- _EXERCISE PROMPT_
How many lines in the records below contain the word "blue"? Reply with the number alone.

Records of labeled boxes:
# # # # # # #

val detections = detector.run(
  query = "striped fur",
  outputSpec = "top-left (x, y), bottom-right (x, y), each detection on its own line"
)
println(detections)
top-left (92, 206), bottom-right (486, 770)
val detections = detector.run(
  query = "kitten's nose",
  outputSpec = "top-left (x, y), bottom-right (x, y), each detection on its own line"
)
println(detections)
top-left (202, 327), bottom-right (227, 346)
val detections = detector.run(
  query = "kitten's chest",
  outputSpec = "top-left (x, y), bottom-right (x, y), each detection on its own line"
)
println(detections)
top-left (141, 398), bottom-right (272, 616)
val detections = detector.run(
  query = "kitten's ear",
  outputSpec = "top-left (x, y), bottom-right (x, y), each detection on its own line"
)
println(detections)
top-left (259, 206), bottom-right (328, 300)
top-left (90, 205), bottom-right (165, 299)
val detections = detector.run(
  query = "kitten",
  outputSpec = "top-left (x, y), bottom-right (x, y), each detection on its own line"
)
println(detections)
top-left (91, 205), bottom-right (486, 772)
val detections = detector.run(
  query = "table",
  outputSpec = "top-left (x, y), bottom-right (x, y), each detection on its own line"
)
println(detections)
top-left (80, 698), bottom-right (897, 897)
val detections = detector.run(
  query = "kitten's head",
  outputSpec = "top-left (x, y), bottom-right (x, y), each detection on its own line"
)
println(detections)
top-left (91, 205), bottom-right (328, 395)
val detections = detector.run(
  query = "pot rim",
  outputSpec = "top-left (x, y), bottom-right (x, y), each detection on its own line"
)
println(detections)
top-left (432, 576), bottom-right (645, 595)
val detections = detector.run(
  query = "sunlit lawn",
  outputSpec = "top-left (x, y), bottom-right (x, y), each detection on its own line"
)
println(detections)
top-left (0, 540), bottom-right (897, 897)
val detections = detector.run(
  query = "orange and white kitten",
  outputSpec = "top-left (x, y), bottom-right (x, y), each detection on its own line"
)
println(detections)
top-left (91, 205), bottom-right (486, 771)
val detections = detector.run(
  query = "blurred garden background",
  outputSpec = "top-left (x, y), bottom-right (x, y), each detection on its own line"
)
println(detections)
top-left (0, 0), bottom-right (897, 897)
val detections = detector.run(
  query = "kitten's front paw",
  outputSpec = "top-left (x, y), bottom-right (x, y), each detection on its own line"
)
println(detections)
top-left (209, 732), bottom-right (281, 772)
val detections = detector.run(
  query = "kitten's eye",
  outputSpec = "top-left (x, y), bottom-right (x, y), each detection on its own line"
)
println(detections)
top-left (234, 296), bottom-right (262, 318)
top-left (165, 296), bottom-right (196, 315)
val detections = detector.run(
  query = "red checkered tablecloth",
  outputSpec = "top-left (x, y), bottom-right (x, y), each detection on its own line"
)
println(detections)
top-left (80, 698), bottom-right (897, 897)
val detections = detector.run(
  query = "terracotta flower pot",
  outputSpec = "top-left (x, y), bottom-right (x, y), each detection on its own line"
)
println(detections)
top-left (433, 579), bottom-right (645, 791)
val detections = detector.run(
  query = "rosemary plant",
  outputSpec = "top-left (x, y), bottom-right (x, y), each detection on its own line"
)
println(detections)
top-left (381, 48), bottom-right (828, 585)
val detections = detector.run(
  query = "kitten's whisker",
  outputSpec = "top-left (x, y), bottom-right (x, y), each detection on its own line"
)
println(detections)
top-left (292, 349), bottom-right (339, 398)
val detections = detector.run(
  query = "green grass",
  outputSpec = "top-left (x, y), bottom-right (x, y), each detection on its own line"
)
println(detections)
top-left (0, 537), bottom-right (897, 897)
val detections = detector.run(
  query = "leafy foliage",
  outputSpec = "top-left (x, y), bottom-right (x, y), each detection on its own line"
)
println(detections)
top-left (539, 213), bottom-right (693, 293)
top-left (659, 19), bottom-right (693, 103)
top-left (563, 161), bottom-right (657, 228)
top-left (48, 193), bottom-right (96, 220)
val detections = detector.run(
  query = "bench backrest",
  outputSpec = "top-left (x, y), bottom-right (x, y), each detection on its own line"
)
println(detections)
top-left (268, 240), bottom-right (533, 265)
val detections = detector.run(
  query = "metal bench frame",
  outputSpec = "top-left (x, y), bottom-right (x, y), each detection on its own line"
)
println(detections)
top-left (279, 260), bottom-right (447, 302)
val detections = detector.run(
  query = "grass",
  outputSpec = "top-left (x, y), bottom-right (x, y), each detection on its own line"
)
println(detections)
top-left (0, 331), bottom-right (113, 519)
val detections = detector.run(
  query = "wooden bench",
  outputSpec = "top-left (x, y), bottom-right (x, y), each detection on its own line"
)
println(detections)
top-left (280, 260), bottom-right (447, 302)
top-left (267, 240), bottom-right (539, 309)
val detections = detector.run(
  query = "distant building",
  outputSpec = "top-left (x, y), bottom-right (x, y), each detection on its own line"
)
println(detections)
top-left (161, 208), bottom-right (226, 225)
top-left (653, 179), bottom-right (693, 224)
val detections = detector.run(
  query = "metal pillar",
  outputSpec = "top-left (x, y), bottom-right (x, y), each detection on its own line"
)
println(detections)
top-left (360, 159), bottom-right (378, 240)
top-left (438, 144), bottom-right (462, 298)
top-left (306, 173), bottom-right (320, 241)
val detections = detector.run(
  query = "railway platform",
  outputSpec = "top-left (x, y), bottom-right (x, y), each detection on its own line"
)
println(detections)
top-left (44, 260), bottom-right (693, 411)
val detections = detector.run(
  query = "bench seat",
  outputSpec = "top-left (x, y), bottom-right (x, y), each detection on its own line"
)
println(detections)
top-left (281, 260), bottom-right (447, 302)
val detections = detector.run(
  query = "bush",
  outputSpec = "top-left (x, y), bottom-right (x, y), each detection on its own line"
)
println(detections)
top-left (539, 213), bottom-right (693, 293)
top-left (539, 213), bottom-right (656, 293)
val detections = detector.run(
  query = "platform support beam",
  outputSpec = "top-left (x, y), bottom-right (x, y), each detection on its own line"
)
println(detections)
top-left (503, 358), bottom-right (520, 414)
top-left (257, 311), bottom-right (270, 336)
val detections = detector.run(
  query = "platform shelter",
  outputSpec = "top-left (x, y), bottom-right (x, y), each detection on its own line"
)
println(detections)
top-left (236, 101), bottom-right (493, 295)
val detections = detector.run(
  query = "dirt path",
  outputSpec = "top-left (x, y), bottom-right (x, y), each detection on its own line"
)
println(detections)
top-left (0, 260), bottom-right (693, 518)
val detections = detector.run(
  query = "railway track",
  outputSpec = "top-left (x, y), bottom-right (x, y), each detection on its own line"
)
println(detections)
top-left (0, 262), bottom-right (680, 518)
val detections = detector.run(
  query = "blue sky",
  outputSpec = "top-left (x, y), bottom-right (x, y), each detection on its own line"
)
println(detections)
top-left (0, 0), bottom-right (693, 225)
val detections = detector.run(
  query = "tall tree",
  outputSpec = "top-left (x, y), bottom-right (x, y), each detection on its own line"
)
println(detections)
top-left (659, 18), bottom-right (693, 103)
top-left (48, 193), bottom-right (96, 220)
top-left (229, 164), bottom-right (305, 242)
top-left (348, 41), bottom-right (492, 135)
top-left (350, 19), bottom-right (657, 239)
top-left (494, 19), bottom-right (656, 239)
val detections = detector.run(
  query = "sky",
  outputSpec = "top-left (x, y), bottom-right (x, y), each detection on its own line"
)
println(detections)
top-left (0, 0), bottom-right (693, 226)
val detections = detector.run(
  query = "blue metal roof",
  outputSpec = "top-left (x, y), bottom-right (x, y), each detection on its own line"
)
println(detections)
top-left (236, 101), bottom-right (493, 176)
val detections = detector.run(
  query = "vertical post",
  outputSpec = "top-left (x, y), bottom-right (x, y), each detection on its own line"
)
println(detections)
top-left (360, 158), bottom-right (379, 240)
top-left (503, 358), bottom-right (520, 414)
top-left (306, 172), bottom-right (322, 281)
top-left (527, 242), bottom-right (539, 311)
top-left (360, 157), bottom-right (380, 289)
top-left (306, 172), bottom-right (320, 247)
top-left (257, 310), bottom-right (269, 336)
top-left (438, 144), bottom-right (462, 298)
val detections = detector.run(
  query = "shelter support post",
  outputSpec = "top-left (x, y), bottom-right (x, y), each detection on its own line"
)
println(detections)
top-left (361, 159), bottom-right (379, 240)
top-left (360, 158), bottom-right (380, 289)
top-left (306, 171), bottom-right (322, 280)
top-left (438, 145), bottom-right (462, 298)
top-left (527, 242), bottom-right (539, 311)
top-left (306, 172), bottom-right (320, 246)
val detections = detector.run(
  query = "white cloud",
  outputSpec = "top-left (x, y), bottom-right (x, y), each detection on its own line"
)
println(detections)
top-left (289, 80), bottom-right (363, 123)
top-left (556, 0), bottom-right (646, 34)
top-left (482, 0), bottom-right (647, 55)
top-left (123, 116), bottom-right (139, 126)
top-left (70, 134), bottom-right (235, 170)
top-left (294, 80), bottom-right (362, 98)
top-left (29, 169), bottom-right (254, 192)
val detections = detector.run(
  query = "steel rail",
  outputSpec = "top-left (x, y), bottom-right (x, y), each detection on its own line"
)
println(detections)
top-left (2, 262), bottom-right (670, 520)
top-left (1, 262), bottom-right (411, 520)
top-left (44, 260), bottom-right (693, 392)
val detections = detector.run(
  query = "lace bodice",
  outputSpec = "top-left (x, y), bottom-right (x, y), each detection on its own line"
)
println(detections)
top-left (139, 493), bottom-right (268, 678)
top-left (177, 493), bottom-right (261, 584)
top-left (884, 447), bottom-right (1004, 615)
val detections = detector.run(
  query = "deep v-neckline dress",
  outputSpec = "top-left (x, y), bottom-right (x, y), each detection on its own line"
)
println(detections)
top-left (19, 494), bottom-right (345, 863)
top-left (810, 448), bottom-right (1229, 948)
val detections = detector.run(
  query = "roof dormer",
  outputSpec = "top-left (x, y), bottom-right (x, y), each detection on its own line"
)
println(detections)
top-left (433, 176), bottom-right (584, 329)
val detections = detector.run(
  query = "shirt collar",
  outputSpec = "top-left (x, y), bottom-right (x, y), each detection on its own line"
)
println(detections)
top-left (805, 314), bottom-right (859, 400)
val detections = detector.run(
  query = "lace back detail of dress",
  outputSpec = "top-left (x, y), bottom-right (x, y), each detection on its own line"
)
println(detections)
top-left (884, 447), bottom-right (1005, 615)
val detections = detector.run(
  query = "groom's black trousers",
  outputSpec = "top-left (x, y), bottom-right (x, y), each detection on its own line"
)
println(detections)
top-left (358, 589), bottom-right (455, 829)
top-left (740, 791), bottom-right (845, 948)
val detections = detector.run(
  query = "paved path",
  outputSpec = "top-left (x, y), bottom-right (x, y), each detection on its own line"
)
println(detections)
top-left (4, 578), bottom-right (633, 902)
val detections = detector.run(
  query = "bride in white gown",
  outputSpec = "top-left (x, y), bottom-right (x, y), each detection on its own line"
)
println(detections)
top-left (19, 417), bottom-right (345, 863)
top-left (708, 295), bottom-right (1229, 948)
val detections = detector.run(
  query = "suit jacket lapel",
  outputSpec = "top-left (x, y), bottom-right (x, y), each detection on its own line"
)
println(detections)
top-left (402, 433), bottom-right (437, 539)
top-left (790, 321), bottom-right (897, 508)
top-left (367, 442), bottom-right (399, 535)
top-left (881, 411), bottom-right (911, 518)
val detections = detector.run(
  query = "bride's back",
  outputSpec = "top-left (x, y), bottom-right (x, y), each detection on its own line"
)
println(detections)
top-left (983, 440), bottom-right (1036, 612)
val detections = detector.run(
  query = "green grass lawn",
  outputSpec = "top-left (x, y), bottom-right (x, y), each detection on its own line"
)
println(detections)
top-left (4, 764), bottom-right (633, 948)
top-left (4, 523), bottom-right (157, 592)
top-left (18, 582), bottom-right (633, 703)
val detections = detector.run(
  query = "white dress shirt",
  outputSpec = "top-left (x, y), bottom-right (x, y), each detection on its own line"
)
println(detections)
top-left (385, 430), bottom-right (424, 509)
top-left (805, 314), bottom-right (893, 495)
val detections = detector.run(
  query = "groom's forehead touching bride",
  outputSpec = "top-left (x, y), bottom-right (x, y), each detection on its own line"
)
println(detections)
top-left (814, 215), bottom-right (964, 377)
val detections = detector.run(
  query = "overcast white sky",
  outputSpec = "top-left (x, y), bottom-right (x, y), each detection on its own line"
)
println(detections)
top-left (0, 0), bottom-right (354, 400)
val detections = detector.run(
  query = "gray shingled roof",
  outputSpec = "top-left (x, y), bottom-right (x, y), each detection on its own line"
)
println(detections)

# # # # # # #

- _EXERCISE RESULT_
2